> TASK OBJECTIVE: Only the lines from the line containing "of the grass" to the end of the entries should be repeated, exactly as they appear.

> SUPPLIED DATA:
================================

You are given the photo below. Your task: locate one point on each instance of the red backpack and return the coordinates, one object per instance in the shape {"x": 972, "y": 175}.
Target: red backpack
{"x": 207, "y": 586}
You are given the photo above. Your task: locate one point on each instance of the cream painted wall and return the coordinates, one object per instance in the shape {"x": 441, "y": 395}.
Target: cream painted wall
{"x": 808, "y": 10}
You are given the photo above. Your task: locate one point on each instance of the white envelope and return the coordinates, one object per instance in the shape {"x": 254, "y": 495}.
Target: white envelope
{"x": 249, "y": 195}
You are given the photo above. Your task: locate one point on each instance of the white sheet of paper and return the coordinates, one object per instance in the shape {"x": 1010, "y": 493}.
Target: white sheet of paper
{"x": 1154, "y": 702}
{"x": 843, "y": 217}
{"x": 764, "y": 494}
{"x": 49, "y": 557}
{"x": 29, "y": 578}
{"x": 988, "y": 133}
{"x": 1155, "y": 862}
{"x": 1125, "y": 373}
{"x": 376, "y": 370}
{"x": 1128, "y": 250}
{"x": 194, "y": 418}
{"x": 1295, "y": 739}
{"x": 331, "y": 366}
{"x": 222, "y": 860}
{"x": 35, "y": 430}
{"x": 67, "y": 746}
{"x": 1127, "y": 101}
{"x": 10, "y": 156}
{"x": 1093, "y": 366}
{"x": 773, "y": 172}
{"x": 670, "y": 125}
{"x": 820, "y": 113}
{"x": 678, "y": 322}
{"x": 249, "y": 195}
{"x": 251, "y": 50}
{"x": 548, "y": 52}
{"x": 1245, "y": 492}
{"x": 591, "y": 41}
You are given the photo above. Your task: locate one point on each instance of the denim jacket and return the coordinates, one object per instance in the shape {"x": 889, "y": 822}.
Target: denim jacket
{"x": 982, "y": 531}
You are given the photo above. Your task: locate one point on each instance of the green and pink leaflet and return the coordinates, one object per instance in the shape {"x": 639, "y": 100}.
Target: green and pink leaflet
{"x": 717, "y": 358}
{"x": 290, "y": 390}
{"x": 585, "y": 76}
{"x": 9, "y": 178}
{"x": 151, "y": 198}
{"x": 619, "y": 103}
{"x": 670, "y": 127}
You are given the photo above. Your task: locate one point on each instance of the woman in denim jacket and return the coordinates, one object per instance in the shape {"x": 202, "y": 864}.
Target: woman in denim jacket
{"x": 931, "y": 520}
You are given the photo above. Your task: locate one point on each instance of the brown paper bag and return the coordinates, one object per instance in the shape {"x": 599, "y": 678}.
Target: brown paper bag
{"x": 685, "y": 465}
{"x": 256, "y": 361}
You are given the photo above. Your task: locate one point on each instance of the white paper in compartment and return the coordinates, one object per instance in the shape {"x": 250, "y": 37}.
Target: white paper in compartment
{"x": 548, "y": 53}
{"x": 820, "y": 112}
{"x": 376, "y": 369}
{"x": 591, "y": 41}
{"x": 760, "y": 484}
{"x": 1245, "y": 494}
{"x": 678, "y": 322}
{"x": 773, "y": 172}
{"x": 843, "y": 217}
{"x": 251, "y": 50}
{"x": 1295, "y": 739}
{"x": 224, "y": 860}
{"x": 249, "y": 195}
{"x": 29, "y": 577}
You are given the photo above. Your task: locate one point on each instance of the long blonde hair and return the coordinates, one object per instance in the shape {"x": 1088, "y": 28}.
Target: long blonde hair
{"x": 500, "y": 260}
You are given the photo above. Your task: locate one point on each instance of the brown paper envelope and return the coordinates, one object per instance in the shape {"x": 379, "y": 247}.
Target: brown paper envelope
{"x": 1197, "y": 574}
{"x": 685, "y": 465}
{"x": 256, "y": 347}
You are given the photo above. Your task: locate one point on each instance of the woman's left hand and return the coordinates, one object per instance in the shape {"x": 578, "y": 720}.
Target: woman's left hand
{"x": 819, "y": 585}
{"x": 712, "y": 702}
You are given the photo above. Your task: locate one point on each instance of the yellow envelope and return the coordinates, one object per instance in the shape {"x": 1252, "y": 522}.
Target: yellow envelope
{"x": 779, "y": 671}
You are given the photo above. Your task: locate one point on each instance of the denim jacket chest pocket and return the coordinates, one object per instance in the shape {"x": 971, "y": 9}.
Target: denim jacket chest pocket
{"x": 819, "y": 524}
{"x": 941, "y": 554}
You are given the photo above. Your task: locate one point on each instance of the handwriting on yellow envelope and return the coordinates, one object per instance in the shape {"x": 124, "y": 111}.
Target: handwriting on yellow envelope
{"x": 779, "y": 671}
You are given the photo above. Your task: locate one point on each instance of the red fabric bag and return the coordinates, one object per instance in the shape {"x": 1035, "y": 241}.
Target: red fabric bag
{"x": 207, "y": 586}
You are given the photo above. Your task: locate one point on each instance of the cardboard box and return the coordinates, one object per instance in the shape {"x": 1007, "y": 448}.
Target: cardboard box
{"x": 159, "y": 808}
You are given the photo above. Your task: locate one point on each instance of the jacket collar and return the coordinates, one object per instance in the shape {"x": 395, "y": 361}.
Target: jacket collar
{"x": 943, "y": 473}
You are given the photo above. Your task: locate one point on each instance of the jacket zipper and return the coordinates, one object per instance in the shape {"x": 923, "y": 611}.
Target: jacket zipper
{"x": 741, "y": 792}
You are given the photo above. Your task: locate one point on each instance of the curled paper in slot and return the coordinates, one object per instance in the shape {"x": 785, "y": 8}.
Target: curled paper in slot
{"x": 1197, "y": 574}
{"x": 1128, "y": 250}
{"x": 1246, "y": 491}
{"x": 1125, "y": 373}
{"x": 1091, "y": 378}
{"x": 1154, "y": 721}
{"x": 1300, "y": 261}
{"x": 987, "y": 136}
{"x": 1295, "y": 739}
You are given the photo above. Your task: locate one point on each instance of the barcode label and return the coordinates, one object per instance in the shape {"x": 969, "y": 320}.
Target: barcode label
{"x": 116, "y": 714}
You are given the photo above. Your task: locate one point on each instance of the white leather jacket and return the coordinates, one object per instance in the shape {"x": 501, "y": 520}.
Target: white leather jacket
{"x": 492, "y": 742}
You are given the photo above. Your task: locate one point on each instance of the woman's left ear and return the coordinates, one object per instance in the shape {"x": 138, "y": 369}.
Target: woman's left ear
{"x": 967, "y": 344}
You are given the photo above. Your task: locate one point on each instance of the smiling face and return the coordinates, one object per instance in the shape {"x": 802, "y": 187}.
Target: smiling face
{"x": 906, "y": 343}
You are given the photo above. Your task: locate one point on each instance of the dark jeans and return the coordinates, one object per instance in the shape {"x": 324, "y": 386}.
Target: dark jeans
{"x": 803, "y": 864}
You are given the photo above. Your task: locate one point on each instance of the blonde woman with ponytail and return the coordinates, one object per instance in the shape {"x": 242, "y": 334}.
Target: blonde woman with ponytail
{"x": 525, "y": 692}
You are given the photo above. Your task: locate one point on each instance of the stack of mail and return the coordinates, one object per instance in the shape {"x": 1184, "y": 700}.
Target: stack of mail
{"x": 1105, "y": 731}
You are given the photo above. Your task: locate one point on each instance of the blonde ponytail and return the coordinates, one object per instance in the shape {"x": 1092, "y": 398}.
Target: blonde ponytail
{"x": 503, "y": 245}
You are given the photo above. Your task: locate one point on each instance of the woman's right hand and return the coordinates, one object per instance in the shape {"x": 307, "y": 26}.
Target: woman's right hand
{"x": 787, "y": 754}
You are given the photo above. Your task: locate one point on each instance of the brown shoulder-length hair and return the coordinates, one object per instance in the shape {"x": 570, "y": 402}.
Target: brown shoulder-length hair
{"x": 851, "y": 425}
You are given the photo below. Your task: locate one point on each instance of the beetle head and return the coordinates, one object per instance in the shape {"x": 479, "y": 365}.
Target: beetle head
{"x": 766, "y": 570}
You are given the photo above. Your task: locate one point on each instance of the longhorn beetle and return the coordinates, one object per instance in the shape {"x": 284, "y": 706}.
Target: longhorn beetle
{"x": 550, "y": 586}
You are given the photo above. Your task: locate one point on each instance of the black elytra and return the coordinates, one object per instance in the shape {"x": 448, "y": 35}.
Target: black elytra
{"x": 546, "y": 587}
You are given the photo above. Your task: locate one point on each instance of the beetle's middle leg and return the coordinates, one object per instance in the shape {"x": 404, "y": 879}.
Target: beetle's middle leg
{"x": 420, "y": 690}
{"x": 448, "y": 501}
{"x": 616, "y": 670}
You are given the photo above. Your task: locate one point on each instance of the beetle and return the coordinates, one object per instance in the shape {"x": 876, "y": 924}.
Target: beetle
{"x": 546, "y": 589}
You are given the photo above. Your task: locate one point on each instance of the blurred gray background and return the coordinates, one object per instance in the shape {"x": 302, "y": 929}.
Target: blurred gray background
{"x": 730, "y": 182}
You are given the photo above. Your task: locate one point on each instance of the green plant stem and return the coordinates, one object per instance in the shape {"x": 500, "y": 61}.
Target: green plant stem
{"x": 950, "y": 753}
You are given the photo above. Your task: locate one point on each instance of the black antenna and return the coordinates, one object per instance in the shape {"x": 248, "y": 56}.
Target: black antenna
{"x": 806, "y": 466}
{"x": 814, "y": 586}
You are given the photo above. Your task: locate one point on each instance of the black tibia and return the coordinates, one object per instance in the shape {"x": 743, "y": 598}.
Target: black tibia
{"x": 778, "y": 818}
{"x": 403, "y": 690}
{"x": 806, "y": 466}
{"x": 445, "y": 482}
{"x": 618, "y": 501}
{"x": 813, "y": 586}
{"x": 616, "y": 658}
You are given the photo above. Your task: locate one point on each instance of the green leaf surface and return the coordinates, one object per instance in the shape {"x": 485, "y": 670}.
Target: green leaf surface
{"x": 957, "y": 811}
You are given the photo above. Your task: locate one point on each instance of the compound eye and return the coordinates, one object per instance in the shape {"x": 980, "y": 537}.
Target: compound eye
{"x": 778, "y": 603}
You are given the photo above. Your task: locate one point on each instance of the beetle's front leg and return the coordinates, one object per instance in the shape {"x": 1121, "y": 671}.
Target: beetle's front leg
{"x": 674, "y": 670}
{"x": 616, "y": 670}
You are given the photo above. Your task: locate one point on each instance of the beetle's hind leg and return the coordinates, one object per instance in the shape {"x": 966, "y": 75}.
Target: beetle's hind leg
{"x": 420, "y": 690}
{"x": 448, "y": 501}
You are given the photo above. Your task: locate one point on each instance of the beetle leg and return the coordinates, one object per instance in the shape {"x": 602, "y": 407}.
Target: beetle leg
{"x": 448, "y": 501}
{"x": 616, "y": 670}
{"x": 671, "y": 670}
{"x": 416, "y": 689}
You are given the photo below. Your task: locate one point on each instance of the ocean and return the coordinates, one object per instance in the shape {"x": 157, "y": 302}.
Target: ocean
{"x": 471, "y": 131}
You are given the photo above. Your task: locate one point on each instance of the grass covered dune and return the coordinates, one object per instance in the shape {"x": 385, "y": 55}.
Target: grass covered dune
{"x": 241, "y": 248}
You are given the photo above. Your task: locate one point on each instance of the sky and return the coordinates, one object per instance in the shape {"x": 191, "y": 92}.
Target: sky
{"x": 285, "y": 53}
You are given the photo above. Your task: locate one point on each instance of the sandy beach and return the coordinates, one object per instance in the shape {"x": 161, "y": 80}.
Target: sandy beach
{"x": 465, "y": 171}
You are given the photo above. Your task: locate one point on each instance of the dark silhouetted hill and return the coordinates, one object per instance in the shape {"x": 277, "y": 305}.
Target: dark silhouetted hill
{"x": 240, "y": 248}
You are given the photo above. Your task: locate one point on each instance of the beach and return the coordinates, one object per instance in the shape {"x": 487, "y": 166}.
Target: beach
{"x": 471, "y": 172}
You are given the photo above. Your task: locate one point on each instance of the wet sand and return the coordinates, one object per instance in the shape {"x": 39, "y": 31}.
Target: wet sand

================================

> WRITTEN RESPONSE:
You are given the photo above. Your task: locate one point on each instance of the grass covered dune and return the coordinates, one object per instance in the shape {"x": 385, "y": 55}.
Target: grass covered dune
{"x": 241, "y": 248}
You are given the photo above. Your task: locate one point on each instance of the sky and return the coordinates, one object per instance in the shape {"x": 191, "y": 92}.
Target: sky
{"x": 285, "y": 53}
You are given the photo above. Your task: locate one point on each instance of the sandy beach and return the coordinates, one object per instance in the shape {"x": 161, "y": 80}.
Target: sandy beach
{"x": 465, "y": 171}
You are given the photo above. Your task: locate one point on each instance of the dark silhouetted hill and return the coordinates, one object per instance in the shape {"x": 277, "y": 305}.
Target: dark silhouetted hill
{"x": 240, "y": 248}
You are given the photo above. Your task: locate one point on each instance of the beach and return the coordinates, one object per instance in the shape {"x": 487, "y": 166}.
Target: beach
{"x": 471, "y": 172}
You are given the photo above. Your task: locate one point on each instance of the wet sand and return the coordinates, one object per instance in the shape {"x": 39, "y": 31}.
Target: wet sand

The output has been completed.